## Work required:
Reproduce every line of the listing below verbatim, leaving out the pictures.

## Records shown:
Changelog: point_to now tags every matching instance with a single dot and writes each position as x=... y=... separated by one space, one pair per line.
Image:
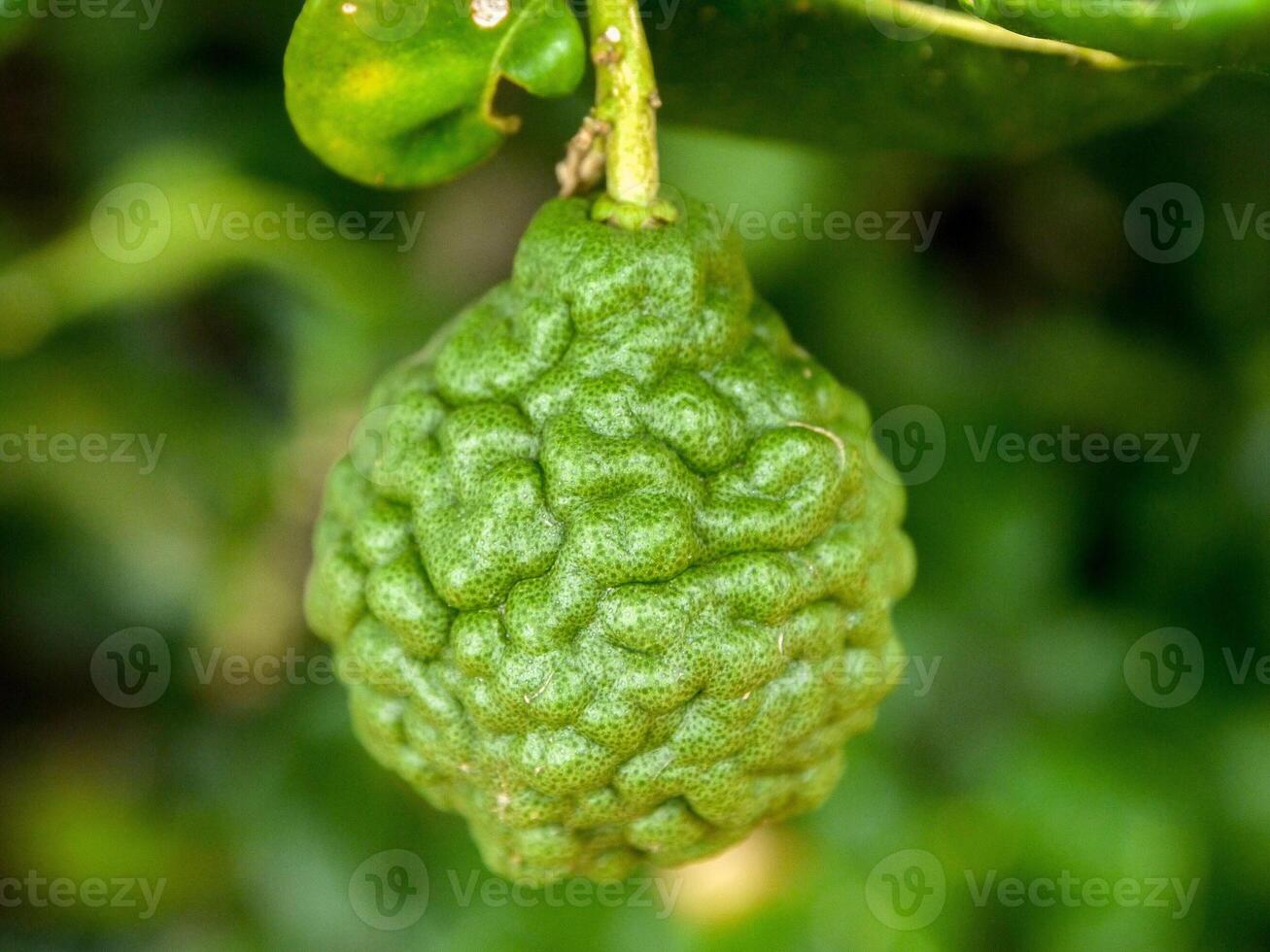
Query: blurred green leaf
x=1190 y=32
x=896 y=74
x=400 y=93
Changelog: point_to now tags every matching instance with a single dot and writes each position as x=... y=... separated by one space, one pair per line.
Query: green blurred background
x=1026 y=756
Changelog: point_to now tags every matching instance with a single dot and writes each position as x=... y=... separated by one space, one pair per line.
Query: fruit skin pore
x=611 y=572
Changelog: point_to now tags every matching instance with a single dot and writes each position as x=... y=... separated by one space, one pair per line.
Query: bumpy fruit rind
x=610 y=566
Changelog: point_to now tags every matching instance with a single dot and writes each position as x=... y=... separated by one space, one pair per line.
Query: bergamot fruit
x=611 y=572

## Complete output:
Changelog: point_to now tags every matching instance with a single dot and writes each position as x=... y=... separated by one space, one pair per line.
Image:
Query: blurred green leaf
x=1190 y=32
x=896 y=74
x=400 y=93
Changelog: point_to now tags every matching instance with a single dot and writes each position as x=... y=... separated by one space, one pair per line.
Query: green blurred background
x=1026 y=756
Changelog: point_to now tags every matching instance with a single dot and writes each position as x=... y=... separated by one space, one pair per line.
Query: fruit skin pore
x=611 y=572
Changelog: point_to now tags every matching instance with a single dot and writes each position as x=... y=... separated by one space, one pair per line.
Query: bumpy fruit rind
x=610 y=566
Changelog: point_to now tags every matching instance with a single dot and writes each position as x=... y=... separated by one space, one pair per line.
Query: bergamot fruit
x=611 y=572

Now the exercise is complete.